** Opening Task material block **
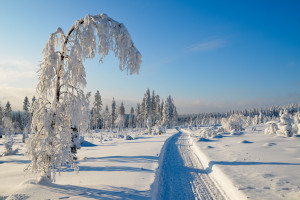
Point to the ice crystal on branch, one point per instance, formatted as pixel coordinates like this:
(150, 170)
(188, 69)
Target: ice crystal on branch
(62, 107)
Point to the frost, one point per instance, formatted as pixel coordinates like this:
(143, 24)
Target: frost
(62, 107)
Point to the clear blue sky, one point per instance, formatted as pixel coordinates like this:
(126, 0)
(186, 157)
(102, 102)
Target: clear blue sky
(209, 55)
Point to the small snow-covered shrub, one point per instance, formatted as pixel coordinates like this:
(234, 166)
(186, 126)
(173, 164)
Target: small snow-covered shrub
(234, 122)
(235, 132)
(158, 130)
(208, 132)
(296, 125)
(128, 137)
(220, 130)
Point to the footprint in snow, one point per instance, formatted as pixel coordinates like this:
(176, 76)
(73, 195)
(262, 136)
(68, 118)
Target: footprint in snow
(245, 142)
(269, 144)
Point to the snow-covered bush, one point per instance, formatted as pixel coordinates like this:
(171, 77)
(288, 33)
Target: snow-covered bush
(149, 125)
(285, 125)
(220, 130)
(272, 128)
(207, 132)
(128, 137)
(158, 129)
(234, 122)
(296, 125)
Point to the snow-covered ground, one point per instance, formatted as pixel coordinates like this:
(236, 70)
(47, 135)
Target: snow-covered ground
(114, 169)
(253, 165)
(181, 174)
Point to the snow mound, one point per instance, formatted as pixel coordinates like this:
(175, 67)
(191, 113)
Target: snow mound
(245, 142)
(128, 137)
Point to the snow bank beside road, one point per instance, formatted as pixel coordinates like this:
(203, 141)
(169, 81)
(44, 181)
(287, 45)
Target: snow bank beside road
(114, 169)
(221, 180)
(264, 167)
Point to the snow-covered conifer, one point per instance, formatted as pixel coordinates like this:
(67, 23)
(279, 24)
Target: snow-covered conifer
(97, 107)
(131, 118)
(138, 116)
(107, 120)
(113, 115)
(121, 119)
(8, 110)
(8, 135)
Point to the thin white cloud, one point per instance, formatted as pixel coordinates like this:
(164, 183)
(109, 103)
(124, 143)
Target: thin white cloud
(209, 45)
(17, 72)
(201, 106)
(15, 96)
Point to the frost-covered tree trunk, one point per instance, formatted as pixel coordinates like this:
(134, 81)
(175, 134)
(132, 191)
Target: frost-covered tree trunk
(97, 107)
(121, 117)
(8, 110)
(8, 135)
(107, 118)
(62, 106)
(131, 118)
(113, 116)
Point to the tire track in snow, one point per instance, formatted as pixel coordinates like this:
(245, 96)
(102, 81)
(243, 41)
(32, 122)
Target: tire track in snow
(182, 175)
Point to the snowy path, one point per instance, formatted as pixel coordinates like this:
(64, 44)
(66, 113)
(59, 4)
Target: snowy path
(182, 175)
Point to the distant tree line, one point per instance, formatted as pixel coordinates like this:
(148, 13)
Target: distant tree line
(150, 112)
(252, 116)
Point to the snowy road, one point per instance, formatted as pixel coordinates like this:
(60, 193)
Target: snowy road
(182, 175)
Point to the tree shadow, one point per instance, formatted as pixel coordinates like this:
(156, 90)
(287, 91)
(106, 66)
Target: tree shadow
(109, 169)
(127, 159)
(110, 192)
(236, 163)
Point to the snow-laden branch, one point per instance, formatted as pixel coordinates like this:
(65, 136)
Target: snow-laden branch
(62, 106)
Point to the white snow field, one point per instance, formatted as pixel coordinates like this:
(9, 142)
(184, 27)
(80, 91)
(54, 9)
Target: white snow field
(116, 169)
(176, 165)
(252, 165)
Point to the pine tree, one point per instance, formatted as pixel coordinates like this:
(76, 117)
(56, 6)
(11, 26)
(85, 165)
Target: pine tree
(26, 119)
(107, 118)
(97, 107)
(138, 116)
(62, 106)
(8, 135)
(131, 118)
(8, 111)
(121, 117)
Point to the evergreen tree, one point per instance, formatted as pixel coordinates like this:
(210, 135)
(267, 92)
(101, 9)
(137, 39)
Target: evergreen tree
(26, 119)
(97, 107)
(113, 115)
(131, 118)
(107, 120)
(8, 111)
(138, 116)
(121, 117)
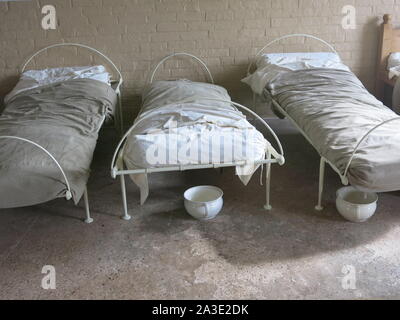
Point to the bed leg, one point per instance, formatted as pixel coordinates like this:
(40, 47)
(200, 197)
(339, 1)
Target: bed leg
(319, 206)
(268, 185)
(86, 200)
(126, 216)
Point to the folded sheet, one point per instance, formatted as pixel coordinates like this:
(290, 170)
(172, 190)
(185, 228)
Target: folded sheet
(335, 111)
(64, 118)
(179, 126)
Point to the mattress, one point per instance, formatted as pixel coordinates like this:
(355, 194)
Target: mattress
(335, 110)
(62, 117)
(179, 126)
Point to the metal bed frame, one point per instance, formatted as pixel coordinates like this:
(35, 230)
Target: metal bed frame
(118, 122)
(272, 156)
(343, 175)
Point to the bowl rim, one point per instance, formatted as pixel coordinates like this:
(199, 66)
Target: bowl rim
(338, 197)
(205, 186)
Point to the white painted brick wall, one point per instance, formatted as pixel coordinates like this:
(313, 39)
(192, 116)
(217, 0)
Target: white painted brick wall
(225, 33)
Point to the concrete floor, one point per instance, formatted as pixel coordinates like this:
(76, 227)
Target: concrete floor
(246, 252)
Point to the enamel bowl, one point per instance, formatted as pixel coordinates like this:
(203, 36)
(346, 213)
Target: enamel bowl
(203, 202)
(355, 205)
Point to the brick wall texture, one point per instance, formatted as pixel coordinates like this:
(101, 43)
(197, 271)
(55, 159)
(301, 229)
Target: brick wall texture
(135, 34)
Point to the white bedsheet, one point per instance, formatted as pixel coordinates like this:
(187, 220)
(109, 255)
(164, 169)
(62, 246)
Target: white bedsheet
(177, 126)
(36, 78)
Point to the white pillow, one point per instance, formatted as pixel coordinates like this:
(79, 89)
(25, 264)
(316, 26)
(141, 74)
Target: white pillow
(285, 58)
(36, 78)
(302, 60)
(272, 64)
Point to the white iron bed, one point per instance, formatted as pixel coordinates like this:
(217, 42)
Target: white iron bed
(118, 168)
(118, 121)
(357, 147)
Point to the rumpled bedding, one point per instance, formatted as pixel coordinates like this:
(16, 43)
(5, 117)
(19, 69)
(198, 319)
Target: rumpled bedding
(178, 126)
(335, 111)
(65, 119)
** Closing Task material block **
▶ What this task involves: Without the pictures, extract every entry verbatim.

▶ Written answer:
Point to the ice crystal on branch, one point per instance, formatted as pixel coordinates like this:
(150, 170)
(188, 69)
Target: ice crystal on branch
(62, 107)
Point to the frost, one point per instance, formatted as pixel coordinates like this:
(143, 24)
Target: frost
(62, 107)
Point to the clear blue sky, one point per instance, formatted as pixel coordinates like this:
(126, 0)
(186, 157)
(102, 102)
Target: clear blue sky
(209, 55)
Point to the small snow-covered shrub, one point per instance, formatted as pixel coordinates like this:
(234, 166)
(186, 126)
(173, 164)
Target: small snow-covered shrub
(234, 122)
(235, 132)
(158, 130)
(208, 132)
(296, 125)
(128, 137)
(220, 130)
Point to the footprint in snow, one point per instance, formatted as pixel coordinates like this:
(176, 76)
(73, 195)
(262, 136)
(68, 118)
Target: footprint in snow
(245, 142)
(269, 144)
Point to the snow-covered bush, one point per instance, formatted as pixel coordinates like this:
(171, 77)
(288, 33)
Target: snow-covered bush
(149, 125)
(285, 125)
(220, 130)
(272, 128)
(207, 132)
(128, 137)
(158, 129)
(234, 122)
(296, 125)
Point to the snow-covered ground, one point per instance, formatted as pixel coordinates like this:
(236, 70)
(47, 135)
Target: snow-covered ground
(114, 169)
(253, 165)
(181, 174)
Point to the snow mound, one point per instance, formatted as pixel coordinates like this:
(175, 67)
(191, 113)
Target: snow mound
(245, 142)
(128, 137)
Point to the snow bank beside road, one point per instance, formatted as pixel coordinates like this:
(203, 141)
(169, 81)
(44, 181)
(287, 45)
Target: snow bank beside road
(114, 169)
(221, 180)
(264, 167)
Point to the snow-covered conifer, one point per instance, formatted as pixel coordinates like this:
(67, 23)
(279, 24)
Target: snow-covered conifer
(97, 107)
(131, 118)
(138, 116)
(107, 120)
(113, 115)
(121, 119)
(8, 110)
(8, 135)
Point to the thin white cloud, one point per instance, formatted as pixel coordinates like this:
(164, 183)
(109, 103)
(124, 143)
Target: thin white cloud
(209, 45)
(17, 72)
(201, 106)
(15, 96)
Point to the frost-covered tree trunk, one point per instance, formatted as pixel coordinates like this:
(134, 81)
(175, 134)
(132, 191)
Target: frost-covered tree trunk
(97, 107)
(121, 117)
(8, 110)
(8, 135)
(107, 118)
(62, 106)
(131, 118)
(113, 116)
Point to the tire track in snow, one point per instance, formatted as pixel coordinates like this:
(245, 96)
(102, 81)
(243, 41)
(32, 122)
Target: tire track in snow
(182, 175)
Point to the snowy path, one point per instance, formatted as pixel coordinates like this:
(64, 44)
(66, 113)
(59, 4)
Target: snowy path
(182, 175)
Point to the distant tree line, one point per instance, formatted as pixel coordinates like this:
(148, 13)
Target: distant tree line
(150, 112)
(252, 116)
Point to the snowy road, one point per instance, formatted as pixel coordinates like this:
(60, 193)
Target: snowy road
(182, 175)
Point to the tree shadow, one point per instance, formatted as pixel coordinates like this:
(156, 90)
(287, 91)
(106, 66)
Target: tree shadow
(109, 169)
(127, 159)
(110, 192)
(236, 163)
Point to the snow-laden branch, one point per instance, formatted as pixel coordinates like this:
(65, 136)
Target: snow-laden branch
(62, 106)
Point to the white snow field, one point per instance, formatted as pixel coordinates like this:
(9, 142)
(184, 27)
(80, 91)
(54, 9)
Target: white snow field
(116, 169)
(176, 165)
(252, 165)
Point to the pine tree, one point per instance, formatted as pixel coordinates like this:
(76, 117)
(56, 6)
(11, 26)
(85, 165)
Target: pine tree
(26, 119)
(107, 118)
(97, 107)
(138, 116)
(62, 106)
(8, 135)
(131, 118)
(8, 111)
(121, 117)
Point to the evergreen tree, one point per instance, formatted as pixel coordinates like this:
(210, 135)
(267, 92)
(101, 9)
(137, 39)
Target: evergreen tree
(26, 119)
(97, 107)
(113, 115)
(131, 118)
(107, 120)
(8, 111)
(138, 116)
(121, 117)
Point to the bed leg, one point per instance, formatted as pixel coordinates like this:
(40, 47)
(200, 197)
(339, 1)
Target: bed leg
(319, 206)
(268, 185)
(86, 200)
(126, 216)
Point to the folded sheet, one point per instance, formatted as pixel coordinates like this:
(290, 170)
(172, 190)
(185, 228)
Target: folded sheet
(335, 111)
(64, 118)
(179, 126)
Point to the mattress, one point per instance, formatted as pixel coordinates like this:
(355, 194)
Target: mattress
(335, 110)
(62, 117)
(179, 126)
Point to the metal bed frame, one point per instance, formatted as pixel coordinates like this:
(35, 230)
Target: metal bed frame
(118, 122)
(272, 156)
(343, 175)
Point to the bowl rim, one point per instance, formatted as pixel coordinates like this:
(199, 66)
Target: bowl rim
(338, 197)
(205, 186)
Point to the white painted brick wall, one point per instance, formatted as pixel coordinates like this:
(313, 39)
(192, 116)
(217, 0)
Target: white painted brick wall
(225, 33)
Point to the concrete floor, one point per instance, formatted as pixel coordinates like this:
(76, 227)
Target: concrete floor
(246, 252)
Point to the enamel bowl, one point per instance, formatted as pixel coordinates like this:
(203, 36)
(346, 213)
Target: enamel bowl
(203, 202)
(355, 205)
Point to the brick wall texture, one point per instance, formatted as pixel coordinates like this:
(101, 43)
(197, 271)
(55, 159)
(301, 229)
Target: brick wall texture
(135, 34)
Point to the white bedsheet, one point per instance, formatted as pixel coordinates like this:
(187, 220)
(109, 255)
(164, 169)
(62, 246)
Target: white bedsheet
(177, 126)
(36, 78)
Point to the white pillow, one point per instance, formatted as pixel coordinates like this:
(79, 89)
(25, 264)
(316, 26)
(141, 74)
Target: white pillow
(285, 58)
(36, 78)
(302, 60)
(272, 64)
Point to the white iron bed, one point per instance, formatted as pixel coordinates like this:
(217, 42)
Target: white iron bed
(118, 168)
(118, 121)
(357, 147)
Point to the rumpled bedding, one point per instance, formatted as pixel coordinates like this:
(16, 43)
(5, 117)
(19, 69)
(198, 319)
Target: rumpled bedding
(178, 126)
(335, 111)
(65, 119)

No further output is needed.